== Segment start ==

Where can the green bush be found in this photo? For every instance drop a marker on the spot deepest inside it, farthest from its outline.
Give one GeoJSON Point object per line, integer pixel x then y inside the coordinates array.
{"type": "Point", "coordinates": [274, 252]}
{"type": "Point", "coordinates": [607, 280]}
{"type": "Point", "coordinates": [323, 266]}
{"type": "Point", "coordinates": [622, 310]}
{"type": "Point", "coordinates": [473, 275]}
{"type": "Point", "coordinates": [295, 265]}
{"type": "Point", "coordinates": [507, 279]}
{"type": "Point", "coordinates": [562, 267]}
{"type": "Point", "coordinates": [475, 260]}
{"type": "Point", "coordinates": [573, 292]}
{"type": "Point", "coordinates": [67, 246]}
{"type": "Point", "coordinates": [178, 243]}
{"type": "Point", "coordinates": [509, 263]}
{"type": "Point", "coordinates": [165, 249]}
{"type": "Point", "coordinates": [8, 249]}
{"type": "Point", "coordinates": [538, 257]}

== Segment end ==
== Segment start ==

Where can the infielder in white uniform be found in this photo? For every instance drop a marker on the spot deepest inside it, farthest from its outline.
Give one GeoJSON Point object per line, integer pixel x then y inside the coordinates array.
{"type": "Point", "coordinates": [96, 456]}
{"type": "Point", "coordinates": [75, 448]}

== Segment end ==
== Segment start ==

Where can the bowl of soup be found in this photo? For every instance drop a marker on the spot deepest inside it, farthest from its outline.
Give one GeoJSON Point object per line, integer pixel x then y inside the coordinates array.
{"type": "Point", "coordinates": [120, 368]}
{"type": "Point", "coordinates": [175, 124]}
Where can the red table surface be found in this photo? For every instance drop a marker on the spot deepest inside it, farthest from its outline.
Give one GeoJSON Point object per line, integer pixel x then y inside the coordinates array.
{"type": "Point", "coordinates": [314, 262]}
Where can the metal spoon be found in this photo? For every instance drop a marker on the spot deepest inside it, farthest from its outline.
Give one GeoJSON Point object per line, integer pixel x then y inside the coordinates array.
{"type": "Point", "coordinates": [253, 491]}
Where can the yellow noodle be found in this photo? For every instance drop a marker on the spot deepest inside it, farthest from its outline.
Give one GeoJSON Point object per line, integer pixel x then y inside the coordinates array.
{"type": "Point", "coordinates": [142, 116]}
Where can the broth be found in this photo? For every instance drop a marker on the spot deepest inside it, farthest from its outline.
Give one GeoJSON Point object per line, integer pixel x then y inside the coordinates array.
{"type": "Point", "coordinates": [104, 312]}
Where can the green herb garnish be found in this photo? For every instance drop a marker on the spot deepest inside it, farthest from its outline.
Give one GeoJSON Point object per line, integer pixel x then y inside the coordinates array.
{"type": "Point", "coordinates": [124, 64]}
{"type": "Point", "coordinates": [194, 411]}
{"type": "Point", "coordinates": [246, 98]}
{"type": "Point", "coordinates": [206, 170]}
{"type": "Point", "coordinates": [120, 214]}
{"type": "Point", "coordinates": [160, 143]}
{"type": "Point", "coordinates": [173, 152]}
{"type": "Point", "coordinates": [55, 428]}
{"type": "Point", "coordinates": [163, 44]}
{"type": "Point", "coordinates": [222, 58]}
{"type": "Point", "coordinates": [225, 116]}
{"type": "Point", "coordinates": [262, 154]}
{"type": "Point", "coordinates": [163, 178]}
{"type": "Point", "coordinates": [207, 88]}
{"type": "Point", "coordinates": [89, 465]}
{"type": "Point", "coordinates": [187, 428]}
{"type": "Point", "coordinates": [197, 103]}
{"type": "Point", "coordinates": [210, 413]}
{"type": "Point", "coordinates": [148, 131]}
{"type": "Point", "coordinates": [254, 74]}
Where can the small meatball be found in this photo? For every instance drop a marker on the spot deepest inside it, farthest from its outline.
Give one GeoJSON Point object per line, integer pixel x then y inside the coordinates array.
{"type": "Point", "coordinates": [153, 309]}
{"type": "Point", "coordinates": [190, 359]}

== Segment end ==

• AIM OF THE TASK
A copy of each line above that holds the word "green" is the expected answer.

• RESULT
Where can the green bush be found in this photo? For every instance drop a marker on the spot deepest inside it, farthest from its outline.
Where can the green herb garnish be found in this photo? For every instance drop a marker on the spot deepest inside it, farthest from its outline.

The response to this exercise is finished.